::: Records

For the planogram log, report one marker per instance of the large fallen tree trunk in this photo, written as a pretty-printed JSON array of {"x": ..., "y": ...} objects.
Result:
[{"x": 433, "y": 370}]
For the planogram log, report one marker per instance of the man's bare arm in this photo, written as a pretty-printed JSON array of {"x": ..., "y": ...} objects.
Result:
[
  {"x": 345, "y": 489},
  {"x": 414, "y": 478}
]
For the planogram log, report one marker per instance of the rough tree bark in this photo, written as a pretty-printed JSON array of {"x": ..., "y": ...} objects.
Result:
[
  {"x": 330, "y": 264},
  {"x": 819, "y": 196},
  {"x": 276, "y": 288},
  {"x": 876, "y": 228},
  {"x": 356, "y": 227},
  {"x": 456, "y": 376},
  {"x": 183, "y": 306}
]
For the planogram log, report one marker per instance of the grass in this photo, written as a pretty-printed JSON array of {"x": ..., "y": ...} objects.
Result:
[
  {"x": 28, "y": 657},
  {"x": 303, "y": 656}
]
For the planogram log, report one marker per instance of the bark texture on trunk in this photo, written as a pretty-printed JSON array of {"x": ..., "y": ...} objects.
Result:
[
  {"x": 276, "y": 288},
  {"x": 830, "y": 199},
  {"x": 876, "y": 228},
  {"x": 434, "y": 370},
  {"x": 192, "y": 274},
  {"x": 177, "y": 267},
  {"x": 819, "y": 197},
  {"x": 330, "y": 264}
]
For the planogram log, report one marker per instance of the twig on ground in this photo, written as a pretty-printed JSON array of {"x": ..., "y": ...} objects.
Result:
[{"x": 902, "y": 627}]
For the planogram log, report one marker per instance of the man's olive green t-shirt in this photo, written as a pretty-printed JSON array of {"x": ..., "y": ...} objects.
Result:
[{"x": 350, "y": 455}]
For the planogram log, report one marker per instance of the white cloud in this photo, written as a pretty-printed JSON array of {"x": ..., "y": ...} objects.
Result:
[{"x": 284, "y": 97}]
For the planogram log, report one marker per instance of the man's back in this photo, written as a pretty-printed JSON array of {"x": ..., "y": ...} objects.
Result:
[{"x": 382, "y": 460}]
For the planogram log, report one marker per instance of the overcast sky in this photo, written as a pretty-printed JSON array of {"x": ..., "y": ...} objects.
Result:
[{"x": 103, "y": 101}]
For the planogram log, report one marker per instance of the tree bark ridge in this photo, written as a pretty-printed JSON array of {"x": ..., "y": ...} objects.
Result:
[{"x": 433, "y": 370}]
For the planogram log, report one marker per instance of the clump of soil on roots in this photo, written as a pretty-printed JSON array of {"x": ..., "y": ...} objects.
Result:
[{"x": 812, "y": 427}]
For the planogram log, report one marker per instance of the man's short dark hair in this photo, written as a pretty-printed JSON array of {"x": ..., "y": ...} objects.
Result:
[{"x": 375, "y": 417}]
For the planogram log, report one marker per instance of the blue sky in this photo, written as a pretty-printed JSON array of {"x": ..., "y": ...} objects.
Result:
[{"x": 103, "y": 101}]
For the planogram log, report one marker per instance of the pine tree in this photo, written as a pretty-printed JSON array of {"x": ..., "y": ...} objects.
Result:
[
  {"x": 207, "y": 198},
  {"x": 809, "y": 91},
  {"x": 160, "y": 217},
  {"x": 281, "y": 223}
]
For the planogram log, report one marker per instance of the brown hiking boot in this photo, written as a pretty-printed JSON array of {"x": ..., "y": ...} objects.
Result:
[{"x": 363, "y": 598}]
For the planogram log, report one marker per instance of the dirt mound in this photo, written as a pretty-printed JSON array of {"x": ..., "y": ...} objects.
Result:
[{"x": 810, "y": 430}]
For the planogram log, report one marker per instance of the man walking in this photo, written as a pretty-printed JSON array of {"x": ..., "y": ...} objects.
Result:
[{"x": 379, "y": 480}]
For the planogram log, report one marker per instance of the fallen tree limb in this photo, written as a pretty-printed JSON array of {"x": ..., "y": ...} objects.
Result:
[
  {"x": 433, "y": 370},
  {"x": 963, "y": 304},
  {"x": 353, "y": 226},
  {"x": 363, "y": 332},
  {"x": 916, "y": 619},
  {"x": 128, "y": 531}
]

::::::
::: Records

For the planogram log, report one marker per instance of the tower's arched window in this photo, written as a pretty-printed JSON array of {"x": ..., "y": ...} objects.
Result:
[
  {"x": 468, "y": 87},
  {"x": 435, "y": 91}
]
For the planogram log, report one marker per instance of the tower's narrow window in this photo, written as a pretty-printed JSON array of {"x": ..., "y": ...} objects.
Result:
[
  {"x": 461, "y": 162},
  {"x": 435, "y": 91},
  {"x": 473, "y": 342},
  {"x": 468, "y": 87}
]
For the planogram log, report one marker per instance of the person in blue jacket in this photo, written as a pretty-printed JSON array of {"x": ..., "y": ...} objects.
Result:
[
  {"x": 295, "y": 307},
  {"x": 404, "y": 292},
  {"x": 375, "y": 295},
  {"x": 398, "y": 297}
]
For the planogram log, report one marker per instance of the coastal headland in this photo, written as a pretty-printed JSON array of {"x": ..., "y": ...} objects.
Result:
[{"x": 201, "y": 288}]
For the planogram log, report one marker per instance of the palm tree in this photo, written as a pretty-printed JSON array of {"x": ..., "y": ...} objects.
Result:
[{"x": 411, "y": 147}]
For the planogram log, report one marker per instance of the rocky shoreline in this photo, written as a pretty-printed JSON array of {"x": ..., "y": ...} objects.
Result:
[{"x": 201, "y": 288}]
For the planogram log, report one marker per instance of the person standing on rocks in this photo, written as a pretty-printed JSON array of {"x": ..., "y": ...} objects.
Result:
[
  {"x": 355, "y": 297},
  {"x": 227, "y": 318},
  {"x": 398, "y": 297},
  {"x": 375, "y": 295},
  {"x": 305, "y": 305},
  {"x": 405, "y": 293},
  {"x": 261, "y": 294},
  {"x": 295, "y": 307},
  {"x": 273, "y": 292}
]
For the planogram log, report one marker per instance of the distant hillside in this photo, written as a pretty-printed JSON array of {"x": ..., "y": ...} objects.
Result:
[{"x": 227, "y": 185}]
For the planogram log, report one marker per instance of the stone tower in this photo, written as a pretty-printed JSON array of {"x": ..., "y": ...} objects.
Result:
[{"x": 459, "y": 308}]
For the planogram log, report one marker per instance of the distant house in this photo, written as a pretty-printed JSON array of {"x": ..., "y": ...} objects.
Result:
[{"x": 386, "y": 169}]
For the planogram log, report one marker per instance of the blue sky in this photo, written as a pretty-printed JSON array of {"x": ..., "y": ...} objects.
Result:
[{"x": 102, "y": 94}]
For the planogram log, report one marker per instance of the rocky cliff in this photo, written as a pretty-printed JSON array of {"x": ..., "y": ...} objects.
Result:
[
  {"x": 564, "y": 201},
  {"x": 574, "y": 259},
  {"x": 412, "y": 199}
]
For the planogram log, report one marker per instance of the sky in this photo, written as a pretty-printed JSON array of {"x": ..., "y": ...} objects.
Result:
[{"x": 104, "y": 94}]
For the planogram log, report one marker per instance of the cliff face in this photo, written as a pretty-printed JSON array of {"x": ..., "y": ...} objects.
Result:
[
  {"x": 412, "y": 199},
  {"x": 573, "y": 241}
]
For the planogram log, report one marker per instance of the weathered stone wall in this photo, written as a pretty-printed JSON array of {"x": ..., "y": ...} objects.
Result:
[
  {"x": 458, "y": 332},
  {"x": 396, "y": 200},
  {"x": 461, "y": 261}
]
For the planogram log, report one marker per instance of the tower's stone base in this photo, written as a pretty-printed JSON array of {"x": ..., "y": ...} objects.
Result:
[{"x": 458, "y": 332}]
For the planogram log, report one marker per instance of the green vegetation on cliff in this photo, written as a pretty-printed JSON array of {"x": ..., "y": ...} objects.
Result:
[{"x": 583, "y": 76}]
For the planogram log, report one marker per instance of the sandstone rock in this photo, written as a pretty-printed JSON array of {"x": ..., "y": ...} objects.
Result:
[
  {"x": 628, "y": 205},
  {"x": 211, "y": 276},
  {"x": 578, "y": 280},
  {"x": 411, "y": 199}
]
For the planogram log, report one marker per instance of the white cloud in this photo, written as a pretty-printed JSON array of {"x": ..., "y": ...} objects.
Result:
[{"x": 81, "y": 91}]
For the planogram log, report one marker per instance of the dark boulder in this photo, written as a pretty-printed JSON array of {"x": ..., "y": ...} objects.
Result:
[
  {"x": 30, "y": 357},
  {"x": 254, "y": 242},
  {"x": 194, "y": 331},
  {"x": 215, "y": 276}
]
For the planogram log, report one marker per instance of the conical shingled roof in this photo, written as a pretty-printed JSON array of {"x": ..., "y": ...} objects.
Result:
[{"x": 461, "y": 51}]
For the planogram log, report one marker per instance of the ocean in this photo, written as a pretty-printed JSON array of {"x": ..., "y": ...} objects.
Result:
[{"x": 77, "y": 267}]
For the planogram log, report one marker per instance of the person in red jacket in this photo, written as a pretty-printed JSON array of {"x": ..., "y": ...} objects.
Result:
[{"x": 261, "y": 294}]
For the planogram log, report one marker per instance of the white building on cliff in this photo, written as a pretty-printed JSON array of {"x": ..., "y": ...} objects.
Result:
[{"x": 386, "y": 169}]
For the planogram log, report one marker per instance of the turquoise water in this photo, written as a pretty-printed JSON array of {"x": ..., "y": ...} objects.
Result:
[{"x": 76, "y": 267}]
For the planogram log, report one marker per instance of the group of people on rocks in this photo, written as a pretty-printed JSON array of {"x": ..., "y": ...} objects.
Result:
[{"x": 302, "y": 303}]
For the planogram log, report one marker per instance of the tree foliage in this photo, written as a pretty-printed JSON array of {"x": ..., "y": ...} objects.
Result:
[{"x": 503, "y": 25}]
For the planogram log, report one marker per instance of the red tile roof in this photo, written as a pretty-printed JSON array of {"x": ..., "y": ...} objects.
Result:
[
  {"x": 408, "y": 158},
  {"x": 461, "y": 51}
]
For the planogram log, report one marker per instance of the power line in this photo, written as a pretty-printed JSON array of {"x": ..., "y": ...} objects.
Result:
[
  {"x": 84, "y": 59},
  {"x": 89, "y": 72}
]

::::::

▶ Direction
Which lines in the listing above contain the string "jacket"? Pick out and copy each one, treating uppercase and lowercase as different.

▶ Right answer
For the planogram log, report one marker per instance of the person in blue jacket in this photo, written as a pretty-printed JSON array of {"x": ..., "y": ...} objects.
For the planogram log, report one marker per instance of the person in red jacket in this photo, written as a pretty-printed JSON array of {"x": ..., "y": ...} objects.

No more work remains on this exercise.